#### Consigne:
Présentez, s'il vous plaît, toutes les lignes des items ci-dessous sous forme de tableau Markdown à deux colonnes, « Numéro » et « Ligne ». Omettez les lignes vides et laissez les images de côté.

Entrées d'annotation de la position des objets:
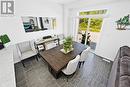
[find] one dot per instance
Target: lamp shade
(5, 39)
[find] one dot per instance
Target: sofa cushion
(125, 51)
(125, 66)
(124, 81)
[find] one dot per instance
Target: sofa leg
(79, 64)
(36, 57)
(23, 63)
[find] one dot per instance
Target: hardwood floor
(94, 73)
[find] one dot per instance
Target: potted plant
(67, 44)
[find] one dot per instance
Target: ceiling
(63, 1)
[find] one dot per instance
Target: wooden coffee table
(57, 60)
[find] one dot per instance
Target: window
(95, 23)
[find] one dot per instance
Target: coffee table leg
(55, 74)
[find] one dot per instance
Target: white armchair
(71, 66)
(84, 55)
(26, 49)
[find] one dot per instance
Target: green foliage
(95, 24)
(95, 12)
(67, 44)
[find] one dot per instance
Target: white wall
(13, 26)
(110, 39)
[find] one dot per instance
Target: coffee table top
(57, 60)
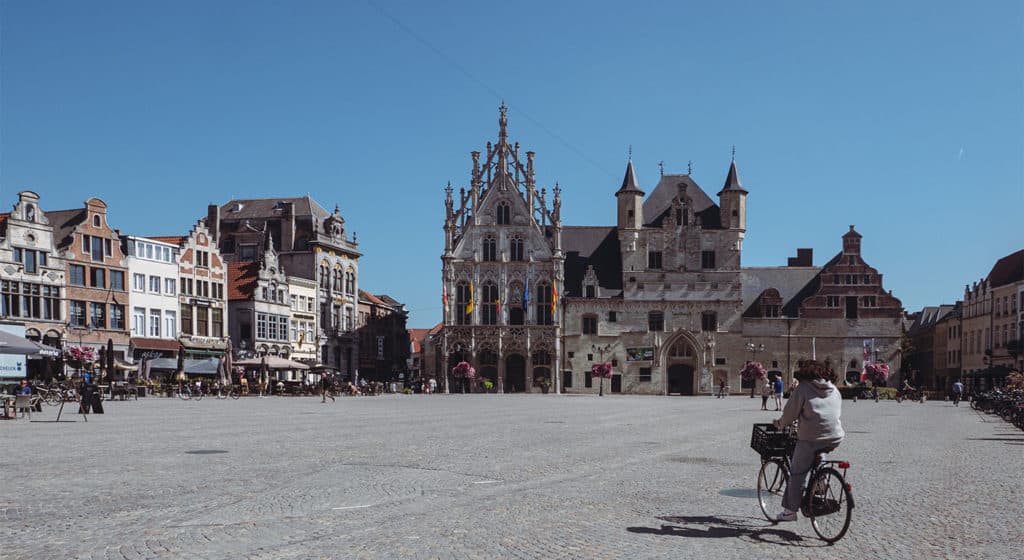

#### Résultat:
| Numéro | Ligne |
|---|---|
| 1 | [find] one dot per instance |
| 2 | Target: lamp shade |
| 3 | (5, 39) |
| 4 | [find] one dot per instance |
| 5 | Target: sofa cushion |
| 6 | (125, 51) |
| 7 | (125, 66) |
| 8 | (124, 81) |
| 9 | [find] one dot per instance |
| 10 | Target: sofa leg |
| 11 | (79, 64) |
| 12 | (36, 57) |
| 13 | (23, 63) |
| 14 | [find] one dot per instance |
| 15 | Target: hardwood floor |
| 16 | (94, 73) |
| 17 | [find] one dot per instance |
| 18 | Target: potted plant |
| 19 | (67, 44) |
| 20 | [find] one dot per instance |
| 21 | Target: ceiling |
| 22 | (63, 1) |
| 23 | [find] one dot per instance |
| 24 | Target: wooden coffee table |
| 25 | (57, 60) |
| 26 | [find] one dot per instance |
| 27 | Target: window |
| 28 | (95, 23) |
| 29 | [find] one dot per instance |
| 30 | Target: coffee table leg |
| 31 | (55, 74) |
| 32 | [find] one dot per instance |
| 33 | Target: white armchair |
| 34 | (71, 66) |
| 35 | (84, 55) |
| 36 | (26, 49) |
| 37 | [find] one dot per instance |
| 38 | Target: green foliage |
| 39 | (95, 24) |
| 40 | (95, 12) |
| 41 | (67, 44) |
| 42 | [find] one dot per instance |
| 43 | Target: white wall |
| 44 | (13, 26) |
| 45 | (110, 39) |
| 46 | [find] one dot per instance |
| 47 | Target: coffee table top |
| 48 | (57, 60) |